Exact copies of all the records are to be output.
======== Supplied data ========
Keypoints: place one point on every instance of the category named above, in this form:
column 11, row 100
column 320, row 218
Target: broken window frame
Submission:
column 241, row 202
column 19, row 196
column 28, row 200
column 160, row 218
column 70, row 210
========
* _Output_:
Keypoints: place one point on every instance of the category named above, in this form:
column 11, row 100
column 320, row 218
Target: broken window frame
Submission:
column 241, row 202
column 19, row 196
column 28, row 200
column 160, row 218
column 70, row 210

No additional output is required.